- **Passage to read**:
I must draw as close to Jehovah as I can and get back to the preaching work to the extent I can.  But it is difficult.  

Such a lovely thought for the day today - and this weeks Watchtower is both comforting and worrying.  Comforting in that it reminds us how Jehovah is guiding us all the time - but worrying in that we need to pay "more than the usual attention" to what we are being taught.   And one thing clearly is that the Society do want us to use Tablets and such devices in the door to door witnessing.

I will really have to discuss this with my Resident Computer Expert.

In the Big Wide World the Brexit or Bremain Campaign goes on intensely.  Shall we stay in the EU or should we leave?

I am grateful that I don't have to worry about it, as I don't vote.  Both sides can make convincing arguments for their point of view.  My guess is that we will stay in - partly through inertia (better the devil you know), and partly because the powers that be - it seems - clearly want power centralised.

- **Material**:

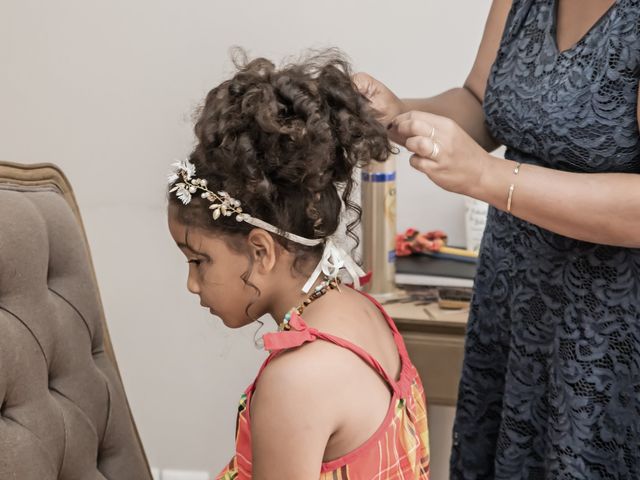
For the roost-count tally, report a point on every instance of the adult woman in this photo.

- **Set tasks**:
[1] According to the diary entry, what does the Society want used in the door to door witnessing?
[2] Go on with the diary entry after its last sentence.
The data is separate material and unrelated to the diary entry.

- **Task-by-task outputs**:
[1] Tablets and such devices.

[2]
However, I don't know any more than anyone. But what I do know is that Jehovah's wonderful purposes go on - and nothing will prevent them.

Wednesday, 25 May 2016

Butterfly Conservation at Rustington Waitrose!

Adonis Blue, Polyommatus bellargus
We were very pleased to see that one of the Charitable causes at Rustington Waitrose is Butterfly Conservation - and will be till the end of May!

So we must rush all the green tokens we have been saving up there asap.  Might involve hiring a heavy duty lorry, but as long as we get them there.

Obviously we shopped early this morning.

This blog really does put "The Diary of a Nobody" in the shade...

I am trying to think what we did yesterday. The Captain was very busy.  He was called out on a Search and Rescue and phoned me from Rewel Wood to ask for an emergency box of sandwiches and cake.  To my horror I found I only had two slices of bread left, and only just enough cake. So the rest of my afternoon was taken up with defrosting and hacking up a loaf into giant doorsteps, as opposed to the Captain's efficiently cut slices and making a trayload of maramalade muffins.

He groaned when he realised he would have to carry the resulting sandwiches over the next week or so.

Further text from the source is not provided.